● **What is being asked**
Turn the lines below into a numbered list, everything from the line containing "cluster in the photo above." down to the end of the records, with both ends included and blank lines omitted. Leave the pictures out of the list.

● **Entries shown**

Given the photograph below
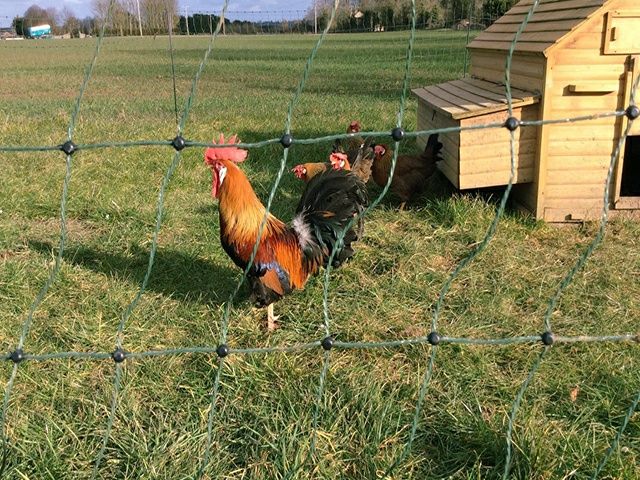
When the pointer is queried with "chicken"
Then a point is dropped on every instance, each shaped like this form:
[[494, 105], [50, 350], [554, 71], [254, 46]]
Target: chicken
[[306, 171], [354, 143], [412, 171], [287, 255], [363, 162]]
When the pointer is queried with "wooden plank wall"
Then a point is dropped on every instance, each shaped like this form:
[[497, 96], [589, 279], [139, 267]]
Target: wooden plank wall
[[578, 154], [486, 154]]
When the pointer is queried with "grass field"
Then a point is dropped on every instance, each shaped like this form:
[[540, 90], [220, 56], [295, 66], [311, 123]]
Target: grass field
[[57, 413]]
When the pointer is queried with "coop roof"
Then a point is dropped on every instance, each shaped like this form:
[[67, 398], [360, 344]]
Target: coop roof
[[551, 21], [471, 97]]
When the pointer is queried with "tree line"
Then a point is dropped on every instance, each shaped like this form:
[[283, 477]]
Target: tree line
[[151, 17]]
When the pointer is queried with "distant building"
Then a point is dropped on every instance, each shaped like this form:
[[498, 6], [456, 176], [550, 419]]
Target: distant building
[[38, 31]]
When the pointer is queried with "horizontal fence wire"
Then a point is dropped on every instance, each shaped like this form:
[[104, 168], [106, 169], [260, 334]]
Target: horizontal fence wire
[[545, 338]]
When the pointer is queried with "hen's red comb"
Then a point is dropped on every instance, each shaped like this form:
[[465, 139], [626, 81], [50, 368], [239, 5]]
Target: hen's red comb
[[234, 154]]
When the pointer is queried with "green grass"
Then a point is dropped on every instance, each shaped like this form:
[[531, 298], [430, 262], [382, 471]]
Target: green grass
[[58, 409]]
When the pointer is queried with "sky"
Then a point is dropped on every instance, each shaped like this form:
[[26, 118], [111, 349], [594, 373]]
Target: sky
[[262, 9]]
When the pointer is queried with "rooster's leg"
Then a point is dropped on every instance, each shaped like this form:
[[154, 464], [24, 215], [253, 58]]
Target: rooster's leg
[[271, 319]]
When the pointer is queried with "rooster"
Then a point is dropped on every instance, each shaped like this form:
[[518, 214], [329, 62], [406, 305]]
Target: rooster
[[306, 171], [287, 255], [412, 171]]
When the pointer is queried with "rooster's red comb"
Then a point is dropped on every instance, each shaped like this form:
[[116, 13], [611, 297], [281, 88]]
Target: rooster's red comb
[[234, 154]]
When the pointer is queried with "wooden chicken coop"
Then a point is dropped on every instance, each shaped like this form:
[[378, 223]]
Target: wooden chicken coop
[[574, 58]]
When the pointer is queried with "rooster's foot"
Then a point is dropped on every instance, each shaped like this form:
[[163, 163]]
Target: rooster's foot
[[272, 320]]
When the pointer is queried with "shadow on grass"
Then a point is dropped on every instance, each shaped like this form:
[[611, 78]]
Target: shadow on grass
[[175, 273]]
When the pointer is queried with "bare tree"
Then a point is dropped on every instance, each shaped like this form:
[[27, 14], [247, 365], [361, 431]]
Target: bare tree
[[70, 23]]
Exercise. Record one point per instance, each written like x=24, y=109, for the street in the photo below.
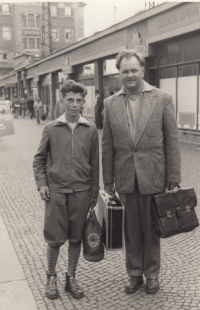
x=103, y=283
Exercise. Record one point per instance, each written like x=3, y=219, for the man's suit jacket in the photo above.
x=155, y=154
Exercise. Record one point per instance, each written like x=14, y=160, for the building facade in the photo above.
x=21, y=29
x=167, y=35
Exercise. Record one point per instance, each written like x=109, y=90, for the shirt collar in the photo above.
x=81, y=120
x=146, y=87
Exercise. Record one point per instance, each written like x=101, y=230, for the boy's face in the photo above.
x=73, y=104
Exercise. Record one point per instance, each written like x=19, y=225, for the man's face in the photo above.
x=131, y=73
x=73, y=104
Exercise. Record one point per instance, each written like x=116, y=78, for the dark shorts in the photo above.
x=65, y=217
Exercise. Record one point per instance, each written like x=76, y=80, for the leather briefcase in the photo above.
x=110, y=214
x=174, y=212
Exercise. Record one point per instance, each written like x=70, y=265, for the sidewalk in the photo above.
x=14, y=290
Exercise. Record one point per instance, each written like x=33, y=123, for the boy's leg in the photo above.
x=55, y=233
x=78, y=207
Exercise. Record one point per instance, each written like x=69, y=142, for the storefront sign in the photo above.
x=181, y=16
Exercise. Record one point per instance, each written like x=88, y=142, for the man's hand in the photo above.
x=93, y=202
x=110, y=189
x=44, y=193
x=171, y=186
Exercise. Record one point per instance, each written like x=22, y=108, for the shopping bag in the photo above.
x=93, y=248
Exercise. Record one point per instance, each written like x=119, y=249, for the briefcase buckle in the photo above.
x=169, y=215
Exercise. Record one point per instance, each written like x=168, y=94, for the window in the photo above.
x=24, y=21
x=3, y=55
x=25, y=46
x=68, y=11
x=5, y=8
x=31, y=43
x=6, y=33
x=55, y=36
x=30, y=18
x=53, y=10
x=68, y=35
x=38, y=43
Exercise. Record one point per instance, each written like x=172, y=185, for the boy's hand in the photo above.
x=93, y=202
x=44, y=193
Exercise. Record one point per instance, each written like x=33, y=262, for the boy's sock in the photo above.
x=73, y=256
x=52, y=257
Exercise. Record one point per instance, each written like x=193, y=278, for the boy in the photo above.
x=66, y=169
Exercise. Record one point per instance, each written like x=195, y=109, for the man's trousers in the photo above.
x=141, y=239
x=65, y=217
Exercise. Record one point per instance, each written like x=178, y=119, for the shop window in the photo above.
x=68, y=35
x=3, y=55
x=31, y=43
x=68, y=11
x=53, y=10
x=5, y=9
x=25, y=46
x=30, y=18
x=6, y=33
x=38, y=43
x=24, y=21
x=55, y=34
x=187, y=96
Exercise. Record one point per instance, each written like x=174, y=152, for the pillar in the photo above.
x=98, y=75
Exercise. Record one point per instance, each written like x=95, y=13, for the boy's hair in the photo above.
x=128, y=54
x=72, y=86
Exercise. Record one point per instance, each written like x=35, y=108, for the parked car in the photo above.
x=6, y=123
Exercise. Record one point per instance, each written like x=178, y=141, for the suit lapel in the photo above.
x=148, y=105
x=120, y=112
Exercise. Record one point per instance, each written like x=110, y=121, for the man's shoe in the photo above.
x=152, y=286
x=72, y=286
x=51, y=287
x=133, y=284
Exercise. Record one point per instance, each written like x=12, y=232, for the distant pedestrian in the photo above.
x=23, y=107
x=98, y=107
x=67, y=198
x=8, y=103
x=59, y=108
x=38, y=107
x=30, y=108
x=16, y=106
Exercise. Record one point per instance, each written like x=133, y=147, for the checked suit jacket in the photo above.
x=154, y=156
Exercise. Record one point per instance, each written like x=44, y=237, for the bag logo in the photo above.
x=93, y=240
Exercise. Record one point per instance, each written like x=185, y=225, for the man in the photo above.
x=66, y=169
x=141, y=155
x=98, y=107
x=59, y=109
x=16, y=106
x=23, y=107
x=30, y=108
x=38, y=108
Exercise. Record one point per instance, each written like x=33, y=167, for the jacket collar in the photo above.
x=62, y=120
x=146, y=87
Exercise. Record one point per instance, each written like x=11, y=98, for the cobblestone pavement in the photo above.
x=103, y=282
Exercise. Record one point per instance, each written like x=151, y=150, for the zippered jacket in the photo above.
x=68, y=160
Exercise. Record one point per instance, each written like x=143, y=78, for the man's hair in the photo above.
x=74, y=87
x=128, y=54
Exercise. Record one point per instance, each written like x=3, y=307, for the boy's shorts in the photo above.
x=65, y=217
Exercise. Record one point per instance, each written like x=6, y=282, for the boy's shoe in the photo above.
x=72, y=286
x=133, y=284
x=152, y=286
x=51, y=287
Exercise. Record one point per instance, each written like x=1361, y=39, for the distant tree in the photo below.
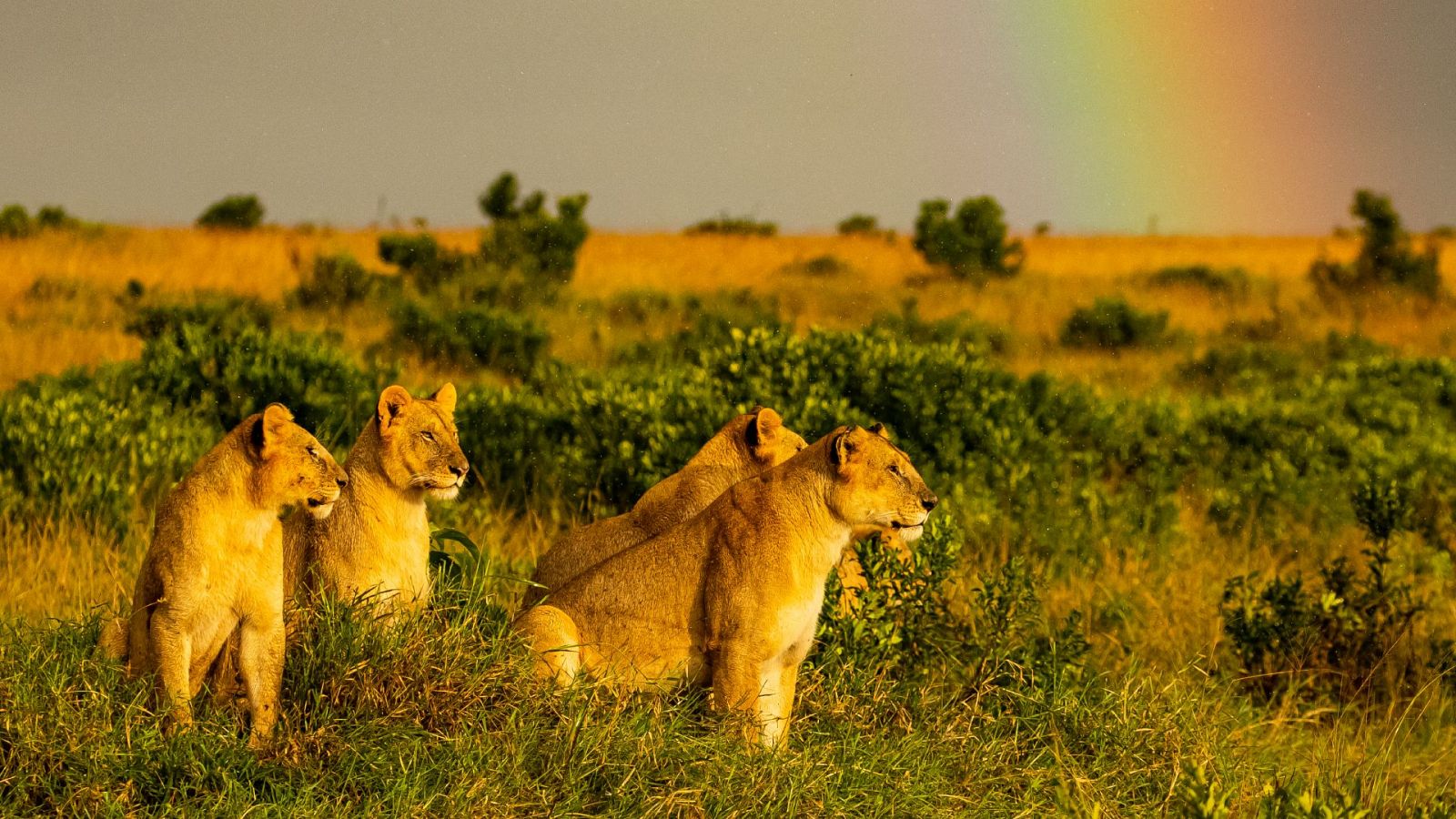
x=529, y=238
x=970, y=242
x=1387, y=257
x=15, y=222
x=238, y=212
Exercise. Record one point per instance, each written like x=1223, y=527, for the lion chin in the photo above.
x=444, y=493
x=319, y=509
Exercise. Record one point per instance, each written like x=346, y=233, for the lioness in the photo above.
x=216, y=564
x=742, y=450
x=379, y=540
x=733, y=595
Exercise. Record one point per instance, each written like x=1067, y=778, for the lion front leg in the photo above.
x=259, y=658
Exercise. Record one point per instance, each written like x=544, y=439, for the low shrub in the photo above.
x=485, y=337
x=725, y=225
x=1113, y=324
x=972, y=242
x=1229, y=283
x=528, y=238
x=1387, y=257
x=15, y=222
x=339, y=281
x=238, y=212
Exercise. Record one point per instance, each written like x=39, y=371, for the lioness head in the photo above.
x=764, y=438
x=875, y=482
x=293, y=467
x=420, y=446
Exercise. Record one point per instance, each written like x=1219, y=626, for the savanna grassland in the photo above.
x=1194, y=552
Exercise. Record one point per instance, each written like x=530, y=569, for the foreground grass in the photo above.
x=439, y=716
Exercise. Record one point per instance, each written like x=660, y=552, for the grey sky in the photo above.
x=669, y=113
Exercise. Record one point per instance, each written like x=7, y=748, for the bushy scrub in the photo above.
x=1228, y=283
x=238, y=212
x=1350, y=637
x=524, y=235
x=339, y=280
x=237, y=372
x=972, y=242
x=725, y=225
x=1387, y=257
x=1113, y=324
x=94, y=448
x=487, y=337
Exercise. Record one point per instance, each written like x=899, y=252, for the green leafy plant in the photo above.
x=1113, y=324
x=523, y=235
x=238, y=212
x=1387, y=257
x=972, y=242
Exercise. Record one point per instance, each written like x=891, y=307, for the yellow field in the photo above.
x=41, y=334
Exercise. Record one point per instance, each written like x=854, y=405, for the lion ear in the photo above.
x=390, y=402
x=841, y=448
x=763, y=424
x=446, y=398
x=271, y=428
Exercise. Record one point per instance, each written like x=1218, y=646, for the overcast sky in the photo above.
x=1227, y=116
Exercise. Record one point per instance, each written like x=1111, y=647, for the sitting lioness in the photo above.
x=732, y=596
x=742, y=450
x=379, y=540
x=216, y=564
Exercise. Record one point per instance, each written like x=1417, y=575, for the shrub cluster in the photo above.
x=524, y=237
x=1387, y=257
x=238, y=212
x=972, y=242
x=733, y=227
x=1113, y=324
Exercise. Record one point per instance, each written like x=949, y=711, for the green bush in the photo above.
x=1347, y=640
x=238, y=212
x=1385, y=256
x=972, y=242
x=233, y=372
x=94, y=448
x=902, y=622
x=1113, y=324
x=485, y=337
x=15, y=222
x=528, y=238
x=1232, y=281
x=725, y=225
x=339, y=281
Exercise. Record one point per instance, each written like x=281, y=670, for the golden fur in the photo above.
x=378, y=544
x=215, y=566
x=742, y=450
x=732, y=596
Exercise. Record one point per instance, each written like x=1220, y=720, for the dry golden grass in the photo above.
x=1062, y=273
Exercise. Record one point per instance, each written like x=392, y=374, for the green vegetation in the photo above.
x=238, y=212
x=733, y=227
x=1113, y=324
x=524, y=237
x=1387, y=257
x=972, y=242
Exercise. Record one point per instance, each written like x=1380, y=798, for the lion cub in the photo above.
x=742, y=450
x=379, y=541
x=732, y=596
x=216, y=564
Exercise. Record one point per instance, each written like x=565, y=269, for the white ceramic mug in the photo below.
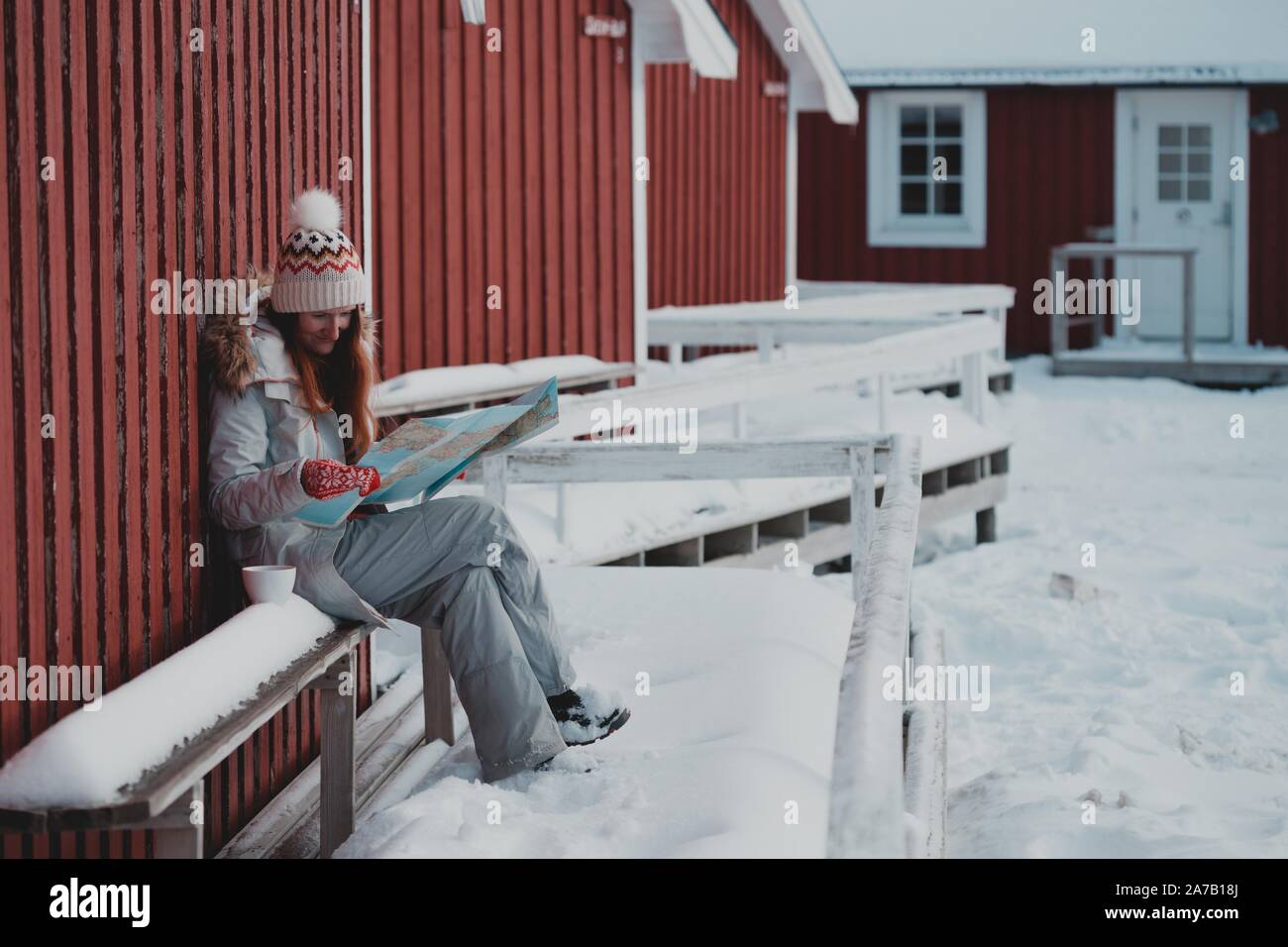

● **Answer for this exercise**
1. Exercise. Record one point per instance, each written like x=1417, y=575, for the shrub cluster in the photo above.
2. x=524, y=237
3. x=1387, y=257
4. x=238, y=212
5. x=972, y=242
6. x=733, y=227
7. x=1113, y=324
8. Exercise. Record one point per instance, each written like x=949, y=711, for the green bush in the photo above.
9. x=1347, y=640
10. x=238, y=212
11. x=1385, y=256
12. x=972, y=242
13. x=233, y=372
14. x=94, y=448
15. x=902, y=622
16. x=1113, y=324
17. x=485, y=337
18. x=15, y=222
19. x=528, y=238
20. x=1232, y=281
21. x=725, y=225
22. x=339, y=281
23. Exercise. Record one point per instance, each written like x=281, y=670, for the golden fur in the photo above.
24. x=378, y=544
25. x=215, y=566
26. x=742, y=450
27. x=732, y=596
28. Exercise. Record one point per instance, each written like x=1220, y=720, for the dry golden grass in the photo above.
29. x=1062, y=273
30. Exercise. Record one point per instance, each written like x=392, y=374, for the green vegetation in the photo above.
31. x=238, y=212
32. x=733, y=227
33. x=1113, y=324
34. x=524, y=237
35. x=1387, y=257
36. x=972, y=242
37. Exercise. Record one point per instance, each written like x=1380, y=798, for the lion cub in the photo above.
38. x=742, y=450
39. x=379, y=541
40. x=732, y=596
41. x=216, y=564
42. Exercise. Record one point per instance, each written like x=565, y=269, for the white ceramic mug in the photo below.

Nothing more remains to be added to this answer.